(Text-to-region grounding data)
※

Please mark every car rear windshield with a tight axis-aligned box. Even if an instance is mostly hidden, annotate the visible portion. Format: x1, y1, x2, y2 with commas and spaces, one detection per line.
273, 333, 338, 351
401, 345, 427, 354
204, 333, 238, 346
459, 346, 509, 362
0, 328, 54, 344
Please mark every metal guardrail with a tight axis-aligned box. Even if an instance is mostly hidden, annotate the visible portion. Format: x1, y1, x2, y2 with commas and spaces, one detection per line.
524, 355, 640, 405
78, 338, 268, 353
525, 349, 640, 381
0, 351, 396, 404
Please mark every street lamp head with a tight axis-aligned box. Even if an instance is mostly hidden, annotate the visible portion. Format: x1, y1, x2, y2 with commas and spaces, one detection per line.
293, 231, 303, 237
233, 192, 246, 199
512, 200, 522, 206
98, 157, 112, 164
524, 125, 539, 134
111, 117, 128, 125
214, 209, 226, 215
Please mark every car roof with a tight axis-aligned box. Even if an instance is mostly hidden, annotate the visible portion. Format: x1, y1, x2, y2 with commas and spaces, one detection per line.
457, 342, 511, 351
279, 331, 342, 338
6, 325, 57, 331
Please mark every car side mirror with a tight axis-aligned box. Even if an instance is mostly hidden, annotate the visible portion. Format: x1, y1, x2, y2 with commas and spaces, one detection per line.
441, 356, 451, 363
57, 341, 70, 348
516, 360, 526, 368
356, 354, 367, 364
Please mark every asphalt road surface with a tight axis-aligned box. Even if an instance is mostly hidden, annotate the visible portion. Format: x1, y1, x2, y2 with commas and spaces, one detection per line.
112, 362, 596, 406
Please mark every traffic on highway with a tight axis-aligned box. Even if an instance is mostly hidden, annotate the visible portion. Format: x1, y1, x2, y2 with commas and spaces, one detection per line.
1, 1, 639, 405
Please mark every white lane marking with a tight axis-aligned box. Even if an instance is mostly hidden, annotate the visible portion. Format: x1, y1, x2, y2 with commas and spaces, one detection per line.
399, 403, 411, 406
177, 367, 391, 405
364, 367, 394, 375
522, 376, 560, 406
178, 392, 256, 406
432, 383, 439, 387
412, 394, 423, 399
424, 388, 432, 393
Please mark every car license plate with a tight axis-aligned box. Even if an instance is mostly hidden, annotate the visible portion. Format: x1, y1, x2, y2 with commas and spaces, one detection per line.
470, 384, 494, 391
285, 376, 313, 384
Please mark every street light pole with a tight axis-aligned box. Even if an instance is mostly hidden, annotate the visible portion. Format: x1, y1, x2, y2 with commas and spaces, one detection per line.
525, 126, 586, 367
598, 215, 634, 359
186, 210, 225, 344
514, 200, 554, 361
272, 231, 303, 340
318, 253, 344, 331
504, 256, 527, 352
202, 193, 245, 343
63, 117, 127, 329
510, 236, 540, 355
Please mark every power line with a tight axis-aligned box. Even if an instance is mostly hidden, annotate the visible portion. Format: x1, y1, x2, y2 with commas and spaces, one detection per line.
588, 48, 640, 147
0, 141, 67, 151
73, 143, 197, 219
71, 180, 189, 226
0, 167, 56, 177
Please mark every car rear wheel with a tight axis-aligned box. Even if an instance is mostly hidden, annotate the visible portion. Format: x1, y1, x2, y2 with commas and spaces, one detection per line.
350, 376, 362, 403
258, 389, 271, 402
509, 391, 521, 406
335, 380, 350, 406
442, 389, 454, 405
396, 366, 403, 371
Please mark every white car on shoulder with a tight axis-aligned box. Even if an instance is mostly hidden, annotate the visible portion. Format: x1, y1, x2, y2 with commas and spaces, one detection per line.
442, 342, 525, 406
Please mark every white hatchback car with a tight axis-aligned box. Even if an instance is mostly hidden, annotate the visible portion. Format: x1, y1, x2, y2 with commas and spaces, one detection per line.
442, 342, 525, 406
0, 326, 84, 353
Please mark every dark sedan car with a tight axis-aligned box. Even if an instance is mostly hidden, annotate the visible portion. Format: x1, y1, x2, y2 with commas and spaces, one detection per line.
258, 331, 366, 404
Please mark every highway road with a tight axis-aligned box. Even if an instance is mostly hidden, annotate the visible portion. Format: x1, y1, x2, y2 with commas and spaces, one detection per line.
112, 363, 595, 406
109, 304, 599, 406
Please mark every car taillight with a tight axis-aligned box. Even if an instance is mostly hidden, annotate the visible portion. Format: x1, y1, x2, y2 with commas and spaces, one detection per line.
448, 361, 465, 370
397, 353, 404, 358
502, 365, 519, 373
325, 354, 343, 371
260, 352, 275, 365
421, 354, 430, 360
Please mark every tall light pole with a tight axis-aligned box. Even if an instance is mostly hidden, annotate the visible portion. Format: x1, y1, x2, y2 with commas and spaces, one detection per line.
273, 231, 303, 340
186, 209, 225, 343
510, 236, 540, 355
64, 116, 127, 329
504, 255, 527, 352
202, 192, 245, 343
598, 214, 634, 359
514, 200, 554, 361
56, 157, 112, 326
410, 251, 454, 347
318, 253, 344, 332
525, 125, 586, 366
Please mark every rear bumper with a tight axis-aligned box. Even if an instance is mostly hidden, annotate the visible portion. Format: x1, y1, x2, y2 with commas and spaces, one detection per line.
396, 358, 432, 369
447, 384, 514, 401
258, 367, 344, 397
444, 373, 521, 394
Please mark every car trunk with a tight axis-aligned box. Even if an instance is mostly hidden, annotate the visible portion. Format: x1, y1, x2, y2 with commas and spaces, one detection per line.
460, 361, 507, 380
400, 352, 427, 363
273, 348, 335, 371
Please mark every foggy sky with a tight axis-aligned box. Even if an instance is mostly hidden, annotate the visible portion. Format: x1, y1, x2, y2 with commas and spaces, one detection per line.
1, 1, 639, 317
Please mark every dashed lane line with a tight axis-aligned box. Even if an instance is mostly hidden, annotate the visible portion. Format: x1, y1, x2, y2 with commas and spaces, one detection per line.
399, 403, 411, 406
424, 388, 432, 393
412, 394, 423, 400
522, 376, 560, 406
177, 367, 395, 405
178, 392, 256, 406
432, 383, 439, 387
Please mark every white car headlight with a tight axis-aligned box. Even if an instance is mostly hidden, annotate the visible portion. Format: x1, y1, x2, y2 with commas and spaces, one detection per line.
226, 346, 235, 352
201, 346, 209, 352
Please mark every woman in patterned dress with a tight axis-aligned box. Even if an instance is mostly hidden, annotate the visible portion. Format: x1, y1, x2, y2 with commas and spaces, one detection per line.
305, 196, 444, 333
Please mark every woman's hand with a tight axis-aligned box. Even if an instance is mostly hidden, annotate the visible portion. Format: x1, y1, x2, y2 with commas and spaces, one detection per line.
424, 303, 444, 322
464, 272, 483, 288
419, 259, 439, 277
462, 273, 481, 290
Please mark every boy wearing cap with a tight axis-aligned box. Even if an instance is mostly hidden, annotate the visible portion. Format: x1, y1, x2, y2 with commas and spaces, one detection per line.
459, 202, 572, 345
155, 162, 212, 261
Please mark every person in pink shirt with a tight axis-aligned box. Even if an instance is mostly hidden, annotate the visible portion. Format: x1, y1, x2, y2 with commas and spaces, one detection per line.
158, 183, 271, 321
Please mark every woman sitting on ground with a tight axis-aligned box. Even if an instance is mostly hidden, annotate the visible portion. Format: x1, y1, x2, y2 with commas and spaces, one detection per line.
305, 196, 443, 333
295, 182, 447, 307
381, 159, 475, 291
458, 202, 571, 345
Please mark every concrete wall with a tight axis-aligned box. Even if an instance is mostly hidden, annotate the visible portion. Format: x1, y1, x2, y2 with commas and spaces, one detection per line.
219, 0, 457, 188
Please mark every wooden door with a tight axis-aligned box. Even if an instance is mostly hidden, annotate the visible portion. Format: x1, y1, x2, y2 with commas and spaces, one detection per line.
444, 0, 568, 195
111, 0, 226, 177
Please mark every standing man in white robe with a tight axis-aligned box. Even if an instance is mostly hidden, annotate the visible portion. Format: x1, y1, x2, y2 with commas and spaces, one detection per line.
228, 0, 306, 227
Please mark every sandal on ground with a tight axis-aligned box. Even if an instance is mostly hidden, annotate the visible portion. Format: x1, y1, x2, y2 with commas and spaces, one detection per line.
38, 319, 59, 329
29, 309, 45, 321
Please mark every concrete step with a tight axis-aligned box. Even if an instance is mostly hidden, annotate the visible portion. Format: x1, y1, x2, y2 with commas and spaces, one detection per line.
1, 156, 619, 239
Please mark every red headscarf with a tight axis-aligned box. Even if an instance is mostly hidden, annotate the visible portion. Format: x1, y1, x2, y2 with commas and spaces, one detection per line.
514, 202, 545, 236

※

Whatever lies between the line containing "Please mark every wooden" and the final line above, both included, must be returned exactly.

• _Answer section_:
Please mark every wooden door with a tight axis-aligned box. Even if an instance is mostly hidden, annotate the visible portion. Format: x1, y1, x2, y2 with commas and spaces, one detection per line.
444, 0, 568, 195
111, 0, 226, 177
Please mark every standing man in white robe with a tight axis-aligned box. Even if an instance is mostly hidden, annotate the visible portion. Format: x1, y1, x2, y2 with commas and spaces, one detection per line.
228, 0, 306, 227
Please mark every sandal on ground with a tight axis-aligned box. Even if an instance is mostly hidden, annotate the visible portion. Format: x1, y1, x2, y2 with commas and spaces, one detection per line.
38, 319, 59, 329
29, 309, 45, 321
Please mark every concrete step with a tight axis-aligned box. Even if an instance is mostly hidden, annotate the visible portion. Format: x1, y1, x2, y2 with commas and spaces, one detection per line.
1, 156, 619, 239
Please mark every red headscarf with a tight axis-aligned box. Even if an instance is mostly hidden, annotate the visible portion. Format: x1, y1, x2, y2 with commas and spaces, one detection per line.
514, 202, 545, 236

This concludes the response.